Zitierter Abschnitt:
+++
Skorzeny gefährdete die Mission

Skorzeny gefährdete mit seinem Drang zur Selbstdarstellung sogar den Erfolg des Unternehmens, als er sich in das kleine, bereits schwer beladene Flugzeug zwängte, das Mussolini von Gran Sasso in Richtung Berlin - wo die Befreiung mit Hitler propagandawirksam gefeiert werden sollte - bringen sollte. "Da kam Skorzeny heran und bestand darauf, ebenfalls mitzufliegen", hieß es 1950 in der "Zeit". Der Pilot widersprach. "Skorzeny aber drängte sich mit Gewalt herein: ein Bild, das nach dem Bericht der Augenzeugen eher komisch als heroisch war: der schwere Skorzeny, der dem korpulenten Mussolini in der viel zu engen 'Kabine' auf den Leib rückte." Wenn jemand bei der Befreiung Mussolins mehr leistete als andere, so sei es der Pilot gewesen, "aber Skorzeny war es nicht".

Nach Ende des Zweiten Weltkriegs wurde Skorzeny zwar von den Alliierten als Kriegsverbrecher vor Gericht gestellt. Er wurde aber 1947 freigesprochen und den deutschen Behörden übergeben. Aus dem Gefängnis von Darmstadt gelang ihm dann im Juli 1948 mit Hilfe des Gefängniskommandanten die Flucht. Skorzeny lebte unbehelligt in Argentinien und Spanien. Er schrieb in aller Ruhe an seinen Memoiren und strickte erfolgreich an seiner Legende. Auch drei Biografen hinterfragten später seine schmeichelhaften Angaben zur Befreiung von Mussolini nicht.
+++
Rohdaten:
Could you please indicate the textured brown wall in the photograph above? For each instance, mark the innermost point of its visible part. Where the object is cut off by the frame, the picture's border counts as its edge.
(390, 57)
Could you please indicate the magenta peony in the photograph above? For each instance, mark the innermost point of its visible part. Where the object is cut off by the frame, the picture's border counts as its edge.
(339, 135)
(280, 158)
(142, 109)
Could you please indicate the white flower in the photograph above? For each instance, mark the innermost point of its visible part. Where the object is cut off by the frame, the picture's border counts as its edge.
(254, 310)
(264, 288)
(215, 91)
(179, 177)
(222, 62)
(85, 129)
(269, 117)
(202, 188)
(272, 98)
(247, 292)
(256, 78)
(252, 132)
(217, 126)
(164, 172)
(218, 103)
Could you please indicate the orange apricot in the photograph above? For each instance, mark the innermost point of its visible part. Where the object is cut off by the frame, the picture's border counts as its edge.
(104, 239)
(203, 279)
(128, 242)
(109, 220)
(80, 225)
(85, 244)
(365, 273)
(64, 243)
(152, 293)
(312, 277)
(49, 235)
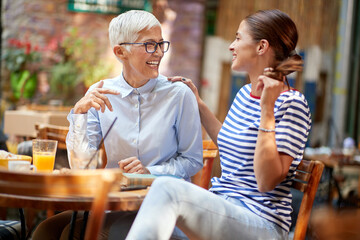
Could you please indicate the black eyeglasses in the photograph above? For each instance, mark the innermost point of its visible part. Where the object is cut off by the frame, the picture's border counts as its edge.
(150, 47)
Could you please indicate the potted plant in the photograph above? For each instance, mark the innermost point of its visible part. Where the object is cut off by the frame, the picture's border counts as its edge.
(20, 59)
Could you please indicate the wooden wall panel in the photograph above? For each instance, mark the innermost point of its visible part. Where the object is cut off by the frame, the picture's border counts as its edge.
(316, 20)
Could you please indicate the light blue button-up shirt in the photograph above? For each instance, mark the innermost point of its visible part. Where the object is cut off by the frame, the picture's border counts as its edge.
(159, 123)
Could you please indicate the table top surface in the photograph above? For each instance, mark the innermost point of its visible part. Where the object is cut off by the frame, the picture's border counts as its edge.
(119, 201)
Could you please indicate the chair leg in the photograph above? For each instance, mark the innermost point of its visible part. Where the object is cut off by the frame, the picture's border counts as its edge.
(72, 225)
(23, 226)
(83, 228)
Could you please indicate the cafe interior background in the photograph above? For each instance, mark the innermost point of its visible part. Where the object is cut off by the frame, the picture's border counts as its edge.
(52, 51)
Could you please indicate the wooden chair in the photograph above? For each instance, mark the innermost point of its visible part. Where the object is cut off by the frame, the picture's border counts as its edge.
(93, 184)
(210, 152)
(52, 132)
(307, 178)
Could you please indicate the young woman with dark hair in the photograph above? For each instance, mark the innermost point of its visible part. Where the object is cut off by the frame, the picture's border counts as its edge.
(261, 142)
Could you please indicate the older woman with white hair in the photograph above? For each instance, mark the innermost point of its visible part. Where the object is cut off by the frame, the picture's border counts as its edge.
(158, 129)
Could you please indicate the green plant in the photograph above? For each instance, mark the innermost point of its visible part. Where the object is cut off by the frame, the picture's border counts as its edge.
(80, 64)
(20, 58)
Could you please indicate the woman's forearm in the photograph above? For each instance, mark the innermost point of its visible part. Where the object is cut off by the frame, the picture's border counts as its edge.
(209, 121)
+++
Kurze Übung 1:
Beantworten Sie anhand des Abschnitts über Skorzeny:
(a) Wer widersprach, als Skorzeny darauf bestand mitzufliegen?
(b) In welchem Jahr wurde Skorzeny freigesprochen?
(c) In welchen Ländern lebte Skorzeny unbehelligt?
Kurze Übung 2:
Schreiben Sie aus dem Abschnitt über Skorzeny alles von „Nach Ende des“ bis hinunter zu „von Mussolini nicht.“ wörtlich ab.
Die Daten sind eigenständiges Material und gehören nicht zum Abschnitt über Skorzeny.

Vollständige Antwort 1:
(a) Der Pilot.
(b) 1947.
(c) In Argentinien und Spanien.

Vollständige Antwort 2:
Nach Ende des Zweiten Weltkriegs wurde Skorzeny zwar von den Alliierten als Kriegsverbrecher vor Gericht gestellt. Er wurde aber 1947 freigesprochen und den deutschen Behörden übergeben. Aus dem Gefängnis von Darmstadt gelang ihm dann im Juli 1948 mit Hilfe des Gefängniskommandanten die Flucht. Skorzeny lebte unbehelligt in Argentinien und Spanien. Er schrieb in aller Ruhe an seinen Memoiren und strickte erfolgreich an seiner Legende. Auch drei Biografen hinterfragten später seine schmeichelhaften Angaben zur Befreiung von Mussolini nicht.